(Stored items from a collection)
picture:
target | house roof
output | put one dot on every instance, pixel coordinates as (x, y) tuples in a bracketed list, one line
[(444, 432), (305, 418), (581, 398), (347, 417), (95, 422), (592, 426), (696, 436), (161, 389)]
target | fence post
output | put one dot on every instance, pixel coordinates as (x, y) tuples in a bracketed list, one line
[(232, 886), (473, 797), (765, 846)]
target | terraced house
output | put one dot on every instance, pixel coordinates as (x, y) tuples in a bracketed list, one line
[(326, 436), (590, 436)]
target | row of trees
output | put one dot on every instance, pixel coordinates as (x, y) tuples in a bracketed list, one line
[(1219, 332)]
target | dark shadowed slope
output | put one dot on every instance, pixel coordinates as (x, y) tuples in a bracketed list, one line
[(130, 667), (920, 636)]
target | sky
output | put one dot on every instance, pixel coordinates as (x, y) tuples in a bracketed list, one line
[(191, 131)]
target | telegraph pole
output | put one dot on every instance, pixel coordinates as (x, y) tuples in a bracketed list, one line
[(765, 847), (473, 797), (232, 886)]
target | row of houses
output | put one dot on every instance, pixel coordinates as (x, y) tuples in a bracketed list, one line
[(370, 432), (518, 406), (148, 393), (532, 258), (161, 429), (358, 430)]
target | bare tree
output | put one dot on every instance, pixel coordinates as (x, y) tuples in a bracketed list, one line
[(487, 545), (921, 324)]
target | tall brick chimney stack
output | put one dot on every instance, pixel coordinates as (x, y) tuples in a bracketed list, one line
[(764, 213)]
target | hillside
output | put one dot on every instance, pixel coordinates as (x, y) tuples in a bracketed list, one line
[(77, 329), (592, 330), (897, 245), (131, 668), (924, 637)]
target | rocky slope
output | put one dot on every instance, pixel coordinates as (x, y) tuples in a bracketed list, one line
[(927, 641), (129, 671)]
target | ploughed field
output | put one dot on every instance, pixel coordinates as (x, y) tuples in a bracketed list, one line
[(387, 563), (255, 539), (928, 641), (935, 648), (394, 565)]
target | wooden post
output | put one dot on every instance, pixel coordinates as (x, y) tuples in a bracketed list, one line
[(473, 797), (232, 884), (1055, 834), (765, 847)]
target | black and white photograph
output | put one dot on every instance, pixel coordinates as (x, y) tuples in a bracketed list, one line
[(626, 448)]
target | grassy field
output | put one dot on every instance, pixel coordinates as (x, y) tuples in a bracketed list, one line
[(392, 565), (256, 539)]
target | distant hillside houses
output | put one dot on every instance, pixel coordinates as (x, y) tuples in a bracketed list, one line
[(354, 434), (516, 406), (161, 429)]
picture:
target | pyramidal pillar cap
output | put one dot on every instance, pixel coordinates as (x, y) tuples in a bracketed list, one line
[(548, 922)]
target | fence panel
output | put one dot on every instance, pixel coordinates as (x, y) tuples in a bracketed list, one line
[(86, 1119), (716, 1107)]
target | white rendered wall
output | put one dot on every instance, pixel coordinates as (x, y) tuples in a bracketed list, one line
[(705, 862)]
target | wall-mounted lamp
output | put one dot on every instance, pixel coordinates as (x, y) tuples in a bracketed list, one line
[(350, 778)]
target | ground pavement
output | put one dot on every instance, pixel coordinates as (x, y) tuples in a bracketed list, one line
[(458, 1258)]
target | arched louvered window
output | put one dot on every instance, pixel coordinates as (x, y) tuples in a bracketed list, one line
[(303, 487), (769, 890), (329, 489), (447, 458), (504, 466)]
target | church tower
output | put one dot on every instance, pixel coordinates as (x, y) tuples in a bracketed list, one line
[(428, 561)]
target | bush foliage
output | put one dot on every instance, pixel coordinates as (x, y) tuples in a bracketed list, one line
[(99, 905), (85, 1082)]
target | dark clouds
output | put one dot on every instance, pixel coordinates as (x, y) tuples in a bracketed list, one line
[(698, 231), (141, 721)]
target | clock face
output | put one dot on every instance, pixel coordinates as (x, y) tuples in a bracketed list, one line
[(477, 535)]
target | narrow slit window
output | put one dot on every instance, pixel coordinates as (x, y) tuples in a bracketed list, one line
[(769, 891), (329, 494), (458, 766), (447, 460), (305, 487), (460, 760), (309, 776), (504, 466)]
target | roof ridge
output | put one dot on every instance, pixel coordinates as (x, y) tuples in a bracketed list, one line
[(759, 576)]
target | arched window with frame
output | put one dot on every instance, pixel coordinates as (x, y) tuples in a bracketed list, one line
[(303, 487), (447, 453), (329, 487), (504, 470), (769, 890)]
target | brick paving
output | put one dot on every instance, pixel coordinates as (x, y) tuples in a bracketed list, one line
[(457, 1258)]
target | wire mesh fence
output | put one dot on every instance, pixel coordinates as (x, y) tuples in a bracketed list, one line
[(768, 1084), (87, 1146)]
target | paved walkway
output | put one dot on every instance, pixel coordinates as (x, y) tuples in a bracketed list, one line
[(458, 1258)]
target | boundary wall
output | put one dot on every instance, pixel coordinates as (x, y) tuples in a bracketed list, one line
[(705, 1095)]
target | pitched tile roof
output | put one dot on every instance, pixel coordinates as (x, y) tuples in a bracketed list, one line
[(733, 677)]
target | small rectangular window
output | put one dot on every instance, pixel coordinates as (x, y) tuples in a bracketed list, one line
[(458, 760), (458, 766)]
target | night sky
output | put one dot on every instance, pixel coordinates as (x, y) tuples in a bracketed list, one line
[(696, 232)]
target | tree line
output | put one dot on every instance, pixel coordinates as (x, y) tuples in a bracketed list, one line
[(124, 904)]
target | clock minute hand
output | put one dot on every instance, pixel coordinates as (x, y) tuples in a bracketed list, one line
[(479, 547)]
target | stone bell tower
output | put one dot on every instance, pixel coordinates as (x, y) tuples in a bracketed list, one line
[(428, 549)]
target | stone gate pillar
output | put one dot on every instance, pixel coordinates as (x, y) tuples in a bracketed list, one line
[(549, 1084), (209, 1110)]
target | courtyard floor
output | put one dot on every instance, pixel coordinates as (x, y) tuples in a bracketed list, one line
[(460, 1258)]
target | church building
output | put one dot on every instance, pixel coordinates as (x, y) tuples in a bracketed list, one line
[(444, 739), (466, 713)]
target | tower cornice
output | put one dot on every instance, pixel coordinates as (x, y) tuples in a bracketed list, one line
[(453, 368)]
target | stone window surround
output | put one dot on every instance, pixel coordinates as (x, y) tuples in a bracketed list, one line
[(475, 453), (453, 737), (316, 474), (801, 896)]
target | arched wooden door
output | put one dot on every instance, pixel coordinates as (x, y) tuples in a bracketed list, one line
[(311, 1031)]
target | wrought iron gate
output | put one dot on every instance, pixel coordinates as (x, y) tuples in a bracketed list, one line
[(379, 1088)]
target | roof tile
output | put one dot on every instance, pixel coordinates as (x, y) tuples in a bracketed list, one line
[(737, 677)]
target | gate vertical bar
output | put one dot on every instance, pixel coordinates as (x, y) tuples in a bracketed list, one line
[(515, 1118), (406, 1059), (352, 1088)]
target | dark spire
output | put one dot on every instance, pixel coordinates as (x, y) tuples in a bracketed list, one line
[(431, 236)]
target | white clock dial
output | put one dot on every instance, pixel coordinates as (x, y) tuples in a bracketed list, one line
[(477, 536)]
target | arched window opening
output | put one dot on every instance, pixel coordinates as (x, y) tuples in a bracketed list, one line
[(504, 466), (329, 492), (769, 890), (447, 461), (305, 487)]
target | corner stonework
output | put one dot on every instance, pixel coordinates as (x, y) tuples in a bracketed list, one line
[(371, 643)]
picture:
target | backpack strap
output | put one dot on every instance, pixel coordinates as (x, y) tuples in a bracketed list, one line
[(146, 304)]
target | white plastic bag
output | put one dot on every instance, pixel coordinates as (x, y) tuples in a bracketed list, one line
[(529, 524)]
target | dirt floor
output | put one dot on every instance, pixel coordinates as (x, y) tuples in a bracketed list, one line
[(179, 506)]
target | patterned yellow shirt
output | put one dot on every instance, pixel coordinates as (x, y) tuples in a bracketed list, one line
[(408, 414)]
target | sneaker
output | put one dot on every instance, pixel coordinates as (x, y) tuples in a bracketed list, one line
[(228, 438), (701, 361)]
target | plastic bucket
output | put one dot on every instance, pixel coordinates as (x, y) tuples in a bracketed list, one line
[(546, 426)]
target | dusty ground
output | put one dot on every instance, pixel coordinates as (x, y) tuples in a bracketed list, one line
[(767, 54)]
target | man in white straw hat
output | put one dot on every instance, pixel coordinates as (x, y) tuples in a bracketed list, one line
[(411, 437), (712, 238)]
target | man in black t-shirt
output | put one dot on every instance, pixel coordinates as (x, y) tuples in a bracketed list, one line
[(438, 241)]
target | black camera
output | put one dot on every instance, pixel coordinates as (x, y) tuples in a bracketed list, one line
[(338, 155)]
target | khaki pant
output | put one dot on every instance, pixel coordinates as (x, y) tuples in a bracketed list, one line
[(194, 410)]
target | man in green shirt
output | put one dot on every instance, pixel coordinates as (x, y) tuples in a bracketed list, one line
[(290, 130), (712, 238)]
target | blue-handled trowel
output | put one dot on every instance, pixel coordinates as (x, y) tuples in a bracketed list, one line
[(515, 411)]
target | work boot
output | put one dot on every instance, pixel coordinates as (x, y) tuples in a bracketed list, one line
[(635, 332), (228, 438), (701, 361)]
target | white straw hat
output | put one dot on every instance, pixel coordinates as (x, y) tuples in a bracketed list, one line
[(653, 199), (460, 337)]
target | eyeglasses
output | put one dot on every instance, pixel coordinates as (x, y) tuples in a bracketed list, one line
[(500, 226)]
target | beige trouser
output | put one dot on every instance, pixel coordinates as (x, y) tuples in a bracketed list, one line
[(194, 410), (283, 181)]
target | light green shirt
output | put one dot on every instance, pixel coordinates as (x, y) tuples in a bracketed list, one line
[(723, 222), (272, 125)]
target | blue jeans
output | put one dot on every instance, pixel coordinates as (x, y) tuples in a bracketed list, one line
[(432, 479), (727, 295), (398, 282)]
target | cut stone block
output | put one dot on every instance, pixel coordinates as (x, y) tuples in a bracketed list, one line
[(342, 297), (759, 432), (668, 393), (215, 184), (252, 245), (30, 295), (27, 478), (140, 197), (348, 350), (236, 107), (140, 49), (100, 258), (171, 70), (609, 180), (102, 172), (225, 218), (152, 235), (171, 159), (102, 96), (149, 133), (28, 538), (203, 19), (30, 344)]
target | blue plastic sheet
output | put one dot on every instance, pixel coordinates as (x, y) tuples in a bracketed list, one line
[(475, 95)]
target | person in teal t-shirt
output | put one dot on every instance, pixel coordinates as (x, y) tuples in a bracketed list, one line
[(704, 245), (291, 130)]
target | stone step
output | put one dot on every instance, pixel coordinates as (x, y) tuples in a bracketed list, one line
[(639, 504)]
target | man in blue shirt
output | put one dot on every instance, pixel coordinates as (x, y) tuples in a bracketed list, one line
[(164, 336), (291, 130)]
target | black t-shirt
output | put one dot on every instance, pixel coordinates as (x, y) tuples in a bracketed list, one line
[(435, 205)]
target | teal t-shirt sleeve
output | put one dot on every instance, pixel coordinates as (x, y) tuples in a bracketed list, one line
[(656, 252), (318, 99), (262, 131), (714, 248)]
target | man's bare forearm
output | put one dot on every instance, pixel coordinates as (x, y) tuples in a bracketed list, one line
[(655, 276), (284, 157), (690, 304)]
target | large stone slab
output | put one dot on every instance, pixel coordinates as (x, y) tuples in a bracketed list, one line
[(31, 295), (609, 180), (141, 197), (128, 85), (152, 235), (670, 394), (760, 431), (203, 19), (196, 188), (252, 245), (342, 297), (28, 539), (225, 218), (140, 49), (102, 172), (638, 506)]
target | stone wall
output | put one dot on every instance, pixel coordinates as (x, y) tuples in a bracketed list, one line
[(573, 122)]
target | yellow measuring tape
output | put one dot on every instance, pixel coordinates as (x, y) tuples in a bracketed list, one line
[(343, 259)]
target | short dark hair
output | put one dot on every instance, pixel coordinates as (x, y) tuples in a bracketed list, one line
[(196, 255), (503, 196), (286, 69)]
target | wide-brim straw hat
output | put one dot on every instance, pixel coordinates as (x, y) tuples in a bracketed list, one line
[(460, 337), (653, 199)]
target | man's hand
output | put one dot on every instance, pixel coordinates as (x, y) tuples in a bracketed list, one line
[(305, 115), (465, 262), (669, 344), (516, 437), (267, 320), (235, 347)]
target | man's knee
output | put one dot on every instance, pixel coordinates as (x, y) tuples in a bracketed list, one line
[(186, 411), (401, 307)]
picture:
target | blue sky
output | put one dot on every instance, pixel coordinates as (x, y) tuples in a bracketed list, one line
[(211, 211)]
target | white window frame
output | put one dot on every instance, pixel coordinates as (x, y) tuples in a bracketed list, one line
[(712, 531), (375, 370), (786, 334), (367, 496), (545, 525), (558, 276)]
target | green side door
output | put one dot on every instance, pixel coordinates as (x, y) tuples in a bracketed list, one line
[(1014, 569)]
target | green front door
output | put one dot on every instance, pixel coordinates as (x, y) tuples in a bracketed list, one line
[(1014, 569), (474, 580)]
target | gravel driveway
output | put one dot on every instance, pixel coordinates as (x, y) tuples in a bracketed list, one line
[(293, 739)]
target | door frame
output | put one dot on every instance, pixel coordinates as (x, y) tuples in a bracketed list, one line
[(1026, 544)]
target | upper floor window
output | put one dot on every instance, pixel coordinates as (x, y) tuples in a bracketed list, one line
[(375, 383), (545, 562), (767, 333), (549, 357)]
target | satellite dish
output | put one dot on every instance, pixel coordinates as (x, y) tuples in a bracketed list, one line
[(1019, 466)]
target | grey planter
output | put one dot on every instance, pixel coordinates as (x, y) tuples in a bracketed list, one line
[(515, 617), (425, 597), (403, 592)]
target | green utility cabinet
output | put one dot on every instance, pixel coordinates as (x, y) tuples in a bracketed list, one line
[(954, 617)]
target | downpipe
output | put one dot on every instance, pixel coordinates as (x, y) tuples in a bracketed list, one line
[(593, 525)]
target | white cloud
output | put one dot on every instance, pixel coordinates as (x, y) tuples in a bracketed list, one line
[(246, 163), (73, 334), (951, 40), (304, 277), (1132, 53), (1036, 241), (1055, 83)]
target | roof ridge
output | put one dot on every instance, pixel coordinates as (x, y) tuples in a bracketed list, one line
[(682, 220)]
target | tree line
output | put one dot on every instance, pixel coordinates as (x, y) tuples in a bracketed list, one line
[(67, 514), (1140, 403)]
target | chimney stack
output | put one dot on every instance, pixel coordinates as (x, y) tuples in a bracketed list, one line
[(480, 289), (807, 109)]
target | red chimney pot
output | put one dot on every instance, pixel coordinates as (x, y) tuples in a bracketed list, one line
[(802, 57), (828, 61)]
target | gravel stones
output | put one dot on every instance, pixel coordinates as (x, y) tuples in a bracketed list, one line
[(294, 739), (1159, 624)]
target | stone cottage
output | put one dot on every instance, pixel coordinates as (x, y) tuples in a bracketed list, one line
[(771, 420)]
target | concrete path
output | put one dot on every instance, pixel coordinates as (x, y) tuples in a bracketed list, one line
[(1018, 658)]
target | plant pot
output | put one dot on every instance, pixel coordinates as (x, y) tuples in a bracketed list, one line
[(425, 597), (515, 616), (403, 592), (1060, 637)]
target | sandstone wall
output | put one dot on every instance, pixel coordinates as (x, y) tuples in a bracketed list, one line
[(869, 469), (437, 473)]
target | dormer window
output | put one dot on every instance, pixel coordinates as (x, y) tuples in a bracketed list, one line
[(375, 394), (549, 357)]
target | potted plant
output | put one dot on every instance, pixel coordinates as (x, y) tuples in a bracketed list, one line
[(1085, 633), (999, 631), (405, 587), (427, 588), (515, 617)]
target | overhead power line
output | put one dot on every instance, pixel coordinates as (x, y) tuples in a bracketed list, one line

(EXERCISE GOAL) Write down how many lines in the data contain "black". Add nothing else.

(RESULT OF THIS EXERCISE) 4